**Extrait fourni**

☆ ☆ ☆

Les indicateurs du Centre hospitalier Ibn Sina (CHIS) pour le premier semestre de cette année font rêver: 233.640 consultations, 382.570 journées d’hospitalisation et 18.020 interventions chirurgicales. Ces chiffres, tirés d’un bulletin d’information de la direction qui regroupe une dizaine d’hôpitaux de Rabat, cachent mal le malaise de l’hôpital Avicenne qui fut le fleuron de la santé au Maroc.

Aujourd’hui, l’établissement accueille les indigents et les pauvres. Les malades solvables vont vers Cheikh Zayed et l’hôpital militaire, qui a ouvert ses portes également pour les civils.
Depuis des années, l’hôpital se débat dans des aberrations qui n’en finissent pas. Le personnel médical ne semble pas exercer ses fonctions avec zèle.

Les salles où sont hospitalisés les malades dégagent une odeur nauséabonde. La vétusté est partout. Dans ces lieux, l’hygiène n’est pas du tout la priorité. La rouille a gagné les tables de nuit sur lesquelles les malades entreposent leurs médicaments ou d’autres nourritures. Des tables en aggloméré, dont souvent une partie est cassée, sont placées de façon désordonnée dans des salles à cinq ou six lits. Certains malades «privilégiés» sont installés dans une chambre à deux lits. Ils ont pu amener un téléviseur et autres matériels de camping. L’un d’entre eux dispose d’un réchaud à résistance qui fonctionne à l’électricité et de quelques ustensiles de cuisine. Est-ce autorisé ou le personnel médical regarde ailleurs contre du bakchich? En tout cas, Yasmina Baddou a mis en garde les délégués provinciaux de la santé sur la corruption qui règne dans les hôpitaux. Pour un médecin, la ministre de la Santé devrait entreprendre des visites surprises pour voir de plus près le fonctionnement de ces établissements. Elle est consciente des insuffisances et autres dysfonctionnements comme l’accueil ou encore l’état déplorable des maternités. Elle est déterminée à y mettre fin en mettant en œuvre des plans d’actions spécifiques.

☆ ☆ ☆

**Listing extrait**

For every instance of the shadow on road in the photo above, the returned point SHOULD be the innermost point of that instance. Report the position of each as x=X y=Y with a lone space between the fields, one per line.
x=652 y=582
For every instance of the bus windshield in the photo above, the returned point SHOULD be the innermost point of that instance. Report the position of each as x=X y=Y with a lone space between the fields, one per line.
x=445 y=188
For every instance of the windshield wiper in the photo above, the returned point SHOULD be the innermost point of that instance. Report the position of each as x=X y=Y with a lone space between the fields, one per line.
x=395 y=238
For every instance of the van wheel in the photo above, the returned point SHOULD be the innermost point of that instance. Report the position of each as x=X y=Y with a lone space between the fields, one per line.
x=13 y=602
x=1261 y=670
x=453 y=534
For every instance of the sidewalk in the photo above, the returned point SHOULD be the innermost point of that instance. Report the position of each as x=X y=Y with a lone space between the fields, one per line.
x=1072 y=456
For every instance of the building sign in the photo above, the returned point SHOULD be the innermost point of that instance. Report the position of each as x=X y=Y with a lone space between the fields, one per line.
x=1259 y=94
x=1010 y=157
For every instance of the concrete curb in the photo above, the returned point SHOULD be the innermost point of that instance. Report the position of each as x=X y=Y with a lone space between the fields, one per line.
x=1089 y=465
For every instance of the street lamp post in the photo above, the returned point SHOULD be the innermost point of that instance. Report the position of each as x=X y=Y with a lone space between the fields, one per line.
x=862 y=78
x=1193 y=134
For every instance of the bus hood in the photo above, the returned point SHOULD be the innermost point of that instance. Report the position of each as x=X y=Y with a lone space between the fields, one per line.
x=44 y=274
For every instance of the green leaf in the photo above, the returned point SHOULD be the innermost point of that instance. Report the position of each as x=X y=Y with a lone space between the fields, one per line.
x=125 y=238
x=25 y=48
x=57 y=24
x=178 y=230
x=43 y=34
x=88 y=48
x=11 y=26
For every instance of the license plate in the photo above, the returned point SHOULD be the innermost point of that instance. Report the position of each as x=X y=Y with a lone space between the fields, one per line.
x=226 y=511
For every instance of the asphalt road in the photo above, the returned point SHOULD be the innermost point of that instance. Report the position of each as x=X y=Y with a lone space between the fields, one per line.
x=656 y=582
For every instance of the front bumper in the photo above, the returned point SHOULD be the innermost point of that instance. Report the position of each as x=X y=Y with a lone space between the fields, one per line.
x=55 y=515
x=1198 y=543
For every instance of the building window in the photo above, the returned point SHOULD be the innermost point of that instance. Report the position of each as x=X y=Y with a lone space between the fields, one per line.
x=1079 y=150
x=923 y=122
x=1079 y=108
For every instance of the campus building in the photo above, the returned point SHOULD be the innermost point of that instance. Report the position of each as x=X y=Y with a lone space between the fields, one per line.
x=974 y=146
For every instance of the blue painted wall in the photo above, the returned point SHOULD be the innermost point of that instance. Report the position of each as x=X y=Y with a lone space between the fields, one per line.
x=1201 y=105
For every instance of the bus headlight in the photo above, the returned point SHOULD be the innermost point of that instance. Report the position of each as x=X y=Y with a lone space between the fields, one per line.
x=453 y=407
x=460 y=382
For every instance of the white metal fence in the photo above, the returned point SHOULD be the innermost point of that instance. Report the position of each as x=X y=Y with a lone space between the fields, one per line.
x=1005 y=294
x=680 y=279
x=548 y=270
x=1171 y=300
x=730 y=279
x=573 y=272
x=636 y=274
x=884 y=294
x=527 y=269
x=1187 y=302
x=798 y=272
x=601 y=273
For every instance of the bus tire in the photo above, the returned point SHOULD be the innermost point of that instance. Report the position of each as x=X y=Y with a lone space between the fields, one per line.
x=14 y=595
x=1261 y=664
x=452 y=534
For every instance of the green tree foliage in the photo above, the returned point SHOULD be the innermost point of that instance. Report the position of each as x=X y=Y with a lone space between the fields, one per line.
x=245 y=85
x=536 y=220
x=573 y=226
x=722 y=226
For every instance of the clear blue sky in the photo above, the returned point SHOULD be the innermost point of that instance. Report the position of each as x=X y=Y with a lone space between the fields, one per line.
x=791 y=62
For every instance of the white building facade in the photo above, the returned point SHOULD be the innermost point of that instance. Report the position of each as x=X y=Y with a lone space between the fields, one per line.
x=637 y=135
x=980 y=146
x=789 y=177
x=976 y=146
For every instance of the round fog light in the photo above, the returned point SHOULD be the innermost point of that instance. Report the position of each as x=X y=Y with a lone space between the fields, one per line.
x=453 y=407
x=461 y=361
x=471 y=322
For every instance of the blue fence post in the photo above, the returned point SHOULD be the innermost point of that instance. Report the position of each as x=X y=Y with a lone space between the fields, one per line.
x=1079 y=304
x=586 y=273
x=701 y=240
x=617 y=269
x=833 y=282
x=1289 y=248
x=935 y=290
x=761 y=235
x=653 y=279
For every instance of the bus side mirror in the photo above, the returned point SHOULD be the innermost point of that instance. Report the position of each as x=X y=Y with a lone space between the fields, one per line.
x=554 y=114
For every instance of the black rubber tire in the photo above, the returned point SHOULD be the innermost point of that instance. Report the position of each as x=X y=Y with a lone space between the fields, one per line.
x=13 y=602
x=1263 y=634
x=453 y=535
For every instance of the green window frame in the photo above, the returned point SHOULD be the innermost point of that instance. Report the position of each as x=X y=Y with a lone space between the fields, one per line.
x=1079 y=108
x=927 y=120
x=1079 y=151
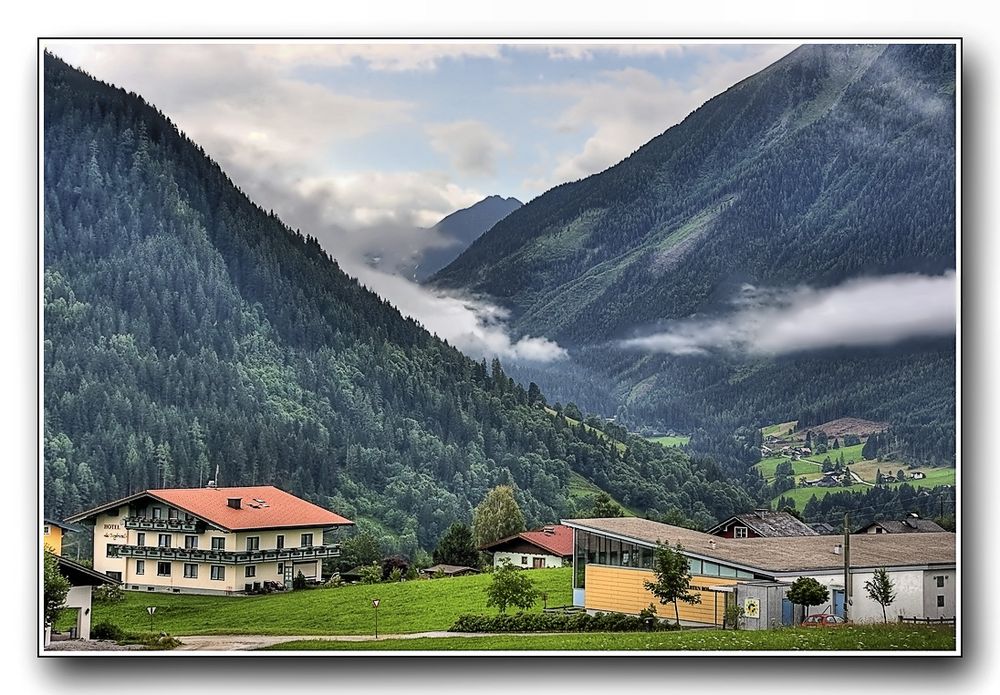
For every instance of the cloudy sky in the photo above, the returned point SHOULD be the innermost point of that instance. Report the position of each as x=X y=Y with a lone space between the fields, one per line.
x=366 y=145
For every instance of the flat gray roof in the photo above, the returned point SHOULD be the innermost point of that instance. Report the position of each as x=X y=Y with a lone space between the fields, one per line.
x=789 y=554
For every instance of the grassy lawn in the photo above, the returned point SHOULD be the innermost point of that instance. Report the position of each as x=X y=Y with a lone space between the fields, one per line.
x=855 y=638
x=414 y=606
x=670 y=441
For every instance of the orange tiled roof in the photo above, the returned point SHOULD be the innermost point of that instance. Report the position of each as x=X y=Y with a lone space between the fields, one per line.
x=559 y=542
x=277 y=509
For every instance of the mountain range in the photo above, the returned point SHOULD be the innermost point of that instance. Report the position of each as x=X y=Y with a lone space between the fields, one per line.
x=832 y=168
x=187 y=330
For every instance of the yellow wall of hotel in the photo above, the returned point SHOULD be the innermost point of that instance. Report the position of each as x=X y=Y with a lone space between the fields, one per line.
x=52 y=538
x=110 y=529
x=621 y=590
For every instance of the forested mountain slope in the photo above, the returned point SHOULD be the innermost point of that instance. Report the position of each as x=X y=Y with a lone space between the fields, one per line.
x=187 y=329
x=836 y=162
x=461 y=228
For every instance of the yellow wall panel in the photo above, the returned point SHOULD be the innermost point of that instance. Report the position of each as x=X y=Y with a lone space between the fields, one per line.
x=621 y=590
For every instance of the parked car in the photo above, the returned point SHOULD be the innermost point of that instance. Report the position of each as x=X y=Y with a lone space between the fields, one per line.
x=823 y=620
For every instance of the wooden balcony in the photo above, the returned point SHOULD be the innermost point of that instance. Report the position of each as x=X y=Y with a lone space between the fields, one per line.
x=143 y=523
x=225 y=557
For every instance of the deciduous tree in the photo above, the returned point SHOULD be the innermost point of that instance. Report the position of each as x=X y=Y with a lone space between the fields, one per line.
x=511 y=586
x=881 y=589
x=673 y=578
x=497 y=516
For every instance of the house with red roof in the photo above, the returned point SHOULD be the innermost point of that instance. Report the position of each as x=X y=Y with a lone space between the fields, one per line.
x=212 y=540
x=549 y=546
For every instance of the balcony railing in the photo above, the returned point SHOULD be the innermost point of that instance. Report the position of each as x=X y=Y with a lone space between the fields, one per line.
x=231 y=557
x=143 y=523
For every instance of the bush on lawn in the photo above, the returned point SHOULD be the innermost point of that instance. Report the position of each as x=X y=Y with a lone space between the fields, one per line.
x=557 y=622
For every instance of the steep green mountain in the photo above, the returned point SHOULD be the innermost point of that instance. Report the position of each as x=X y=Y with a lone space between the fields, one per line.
x=836 y=162
x=186 y=329
x=460 y=229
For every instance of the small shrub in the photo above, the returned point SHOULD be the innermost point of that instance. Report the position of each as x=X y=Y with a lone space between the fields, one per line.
x=108 y=631
x=556 y=622
x=108 y=593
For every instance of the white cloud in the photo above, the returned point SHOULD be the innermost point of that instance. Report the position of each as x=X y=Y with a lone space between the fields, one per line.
x=472 y=146
x=860 y=312
x=475 y=327
x=624 y=109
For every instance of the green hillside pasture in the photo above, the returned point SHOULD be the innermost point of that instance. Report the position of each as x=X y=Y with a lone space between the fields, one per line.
x=780 y=429
x=414 y=606
x=935 y=477
x=582 y=490
x=851 y=453
x=679 y=440
x=573 y=423
x=768 y=466
x=853 y=638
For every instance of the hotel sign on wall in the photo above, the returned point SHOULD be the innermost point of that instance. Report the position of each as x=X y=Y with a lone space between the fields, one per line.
x=115 y=531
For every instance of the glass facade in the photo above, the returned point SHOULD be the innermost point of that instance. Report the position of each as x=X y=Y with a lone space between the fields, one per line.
x=600 y=550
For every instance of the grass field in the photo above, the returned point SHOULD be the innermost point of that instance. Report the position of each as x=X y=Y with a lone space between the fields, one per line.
x=854 y=638
x=414 y=606
x=678 y=440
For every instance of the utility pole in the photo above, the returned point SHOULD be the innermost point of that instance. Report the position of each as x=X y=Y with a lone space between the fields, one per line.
x=847 y=565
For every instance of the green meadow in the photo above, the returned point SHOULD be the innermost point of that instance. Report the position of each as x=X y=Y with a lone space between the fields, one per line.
x=413 y=606
x=854 y=638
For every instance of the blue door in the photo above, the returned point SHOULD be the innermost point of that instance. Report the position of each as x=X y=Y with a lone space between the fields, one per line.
x=838 y=602
x=786 y=612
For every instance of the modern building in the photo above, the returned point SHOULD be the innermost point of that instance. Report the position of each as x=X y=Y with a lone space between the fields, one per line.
x=612 y=559
x=549 y=546
x=761 y=523
x=211 y=540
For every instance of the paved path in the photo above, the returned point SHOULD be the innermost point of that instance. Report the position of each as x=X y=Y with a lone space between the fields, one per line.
x=228 y=643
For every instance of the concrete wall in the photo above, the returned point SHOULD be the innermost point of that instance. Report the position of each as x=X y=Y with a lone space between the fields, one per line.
x=769 y=596
x=932 y=591
x=528 y=558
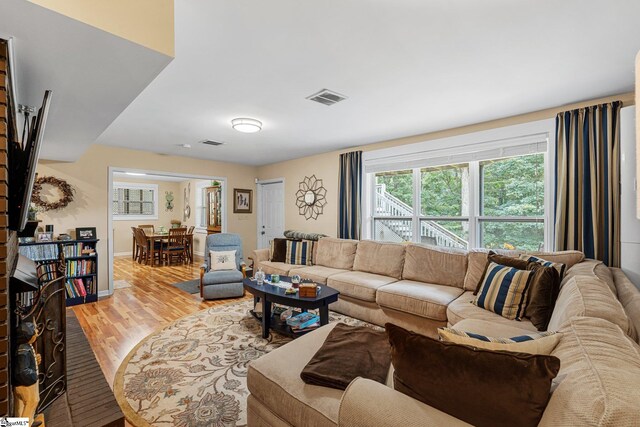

☆ ☆ ☆

**Liste des tâches**
a) Répondez aux questions suivantes à partir de l'article sur l'hôpital Avicenne :
(i) Combien d'interventions chirurgicales le CHIS a-t-il réalisées au premier semestre ?
(ii) Vers quels établissements se tournent les malades solvables ?
(iii) De quel appareil de cuisson dispose l'un des malades « privilégiés » ?
b) Prolongez l'article sur l'hôpital Avicenne à partir de sa dernière phrase.

**Réponses par tâche**
a)
(i) 18.020 interventions chirurgicales.
(ii) Vers Cheikh Zayed et l'hôpital militaire.
(iii) D'un réchaud à résistance qui fonctionne à l'électricité.

b)
D’autres aberrations dans la gestion du Centre hospitalier universitaire de la capitale peuvent être relevées. Les services de chirurgie en sont des exemples. Outre l’absentéisme de certains professeurs, opérant en douce dans le secteur privé plus rémunérateur, ces services font face à un problème de déficit en infrastructures. En effet, il n’existe qu’une seule salle d’opération par service. Et chaque service dispose de 4 à 5 professeurs. Celui de la Chirurgie B compte 8 professeurs. Mais tous ces praticiens ne peuvent opérer tous les jours par manque de salle. Même celui qui voit son tour arriver après parfois une attente d’une semaine ne peut le faire que pendant les cinq jours ouvrables.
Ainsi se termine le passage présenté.